» 本文抜粋:
実際、昨年の専修大を見ると9名が1時間2、3分台でタイムを揃えてきた。ただ、各大学は予選会の超高速化を見越してスピードとスタミナ、その両輪の強化をしてきている。
では、来年の箱根駅伝を駆ける権利を勝ち取る大学は、どこになるのか。
「なぜ予選会にいるんだ?」トップ通過争いは“3校”
トップ通過を争うのは、明治大、中央大、法政大だろう。
明大と中大に関しては、「なぜ予選会にいるんだ?」という声が聞かれるぐらい力が飛び抜けている。
特に明大は、昨年の全日本大学駅伝3位、箱根駅伝は往路序盤のブレーキが原因で11位に終わったが、シード権を取れるオーダーだった。今年は鈴木聖人(4年)、手嶋杏丞(4年)の2本柱が5000m、10000mともに自己ベストを更新するなど好調だ。主力では富田峻平(3年)が外れたが、箱根4区7位の櫛田佳希(3年)が夏以降調子を取り戻し、メンバー入りを果たしている。チームには5000m、13分台が12人いるが、11人が今回のメンバー入りをしており、10000mの上位10人の合計タイムも出場校中トップ。選手層の厚さでは箱根のシード校に負けないレベルだ。山本佑樹監督は予選会でハーフを走って結果を出し、全日本大学駅伝に繋げてシード権を確保する戦略を考えている。予選会の通過順位にはこだわらないようだが、エントリーメンバーが力を発揮すれば、自然とトップ通過が見えてくる。

» 元データ:
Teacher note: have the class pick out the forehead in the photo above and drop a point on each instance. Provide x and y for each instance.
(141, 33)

» 取り組む課題:
**1)** 本文によると、明治大は昨年の箱根駅伝で何位に終わったか答えてください。
**2)** 本文のうち「トップ通過を争うのは、明治大、中央大、法政大だろう。」という語句を含む箇所から始めて「然とトップ通過が見えてくる。」の後で止め、その範囲の「明大」を「明治大」に置き換えて書き出してください。

» 最終回答:
**1)** 11位

**2)**
トップ通過を争うのは、明治大、中央大、法政大だろう。
明治大と中大に関しては、「なぜ予選会にいるんだ?」という声が聞かれるぐらい力が飛び抜けている。
特に明治大は、昨年の全日本大学駅伝3位、箱根駅伝は往路序盤のブレーキが原因で11位に終わったが、シード権を取れるオーダーだった。今年は鈴木聖人(4年)、手嶋杏丞(4年)の2本柱が5000m、10000mともに自己ベストを更新するなど好調だ。主力では富田峻平(3年)が外れたが、箱根4区7位の櫛田佳希(3年)が夏以降調子を取り戻し、メンバー入りを果たしている。チームには5000m、13分台が12人いるが、11人が今回のメンバー入りをしており、10000mの上位10人の合計タイムも出場校中トップ。選手層の厚さでは箱根のシード校に負けないレベルだ。山本佑樹監督は予選会でハーフを走って結果を出し、全日本大学駅伝に繋げてシード権を確保する戦略を考えている。予選会の通過順位にはこだわらないようだが、エントリーメンバーが力を発揮すれば、自然とトップ通過が見えてくる。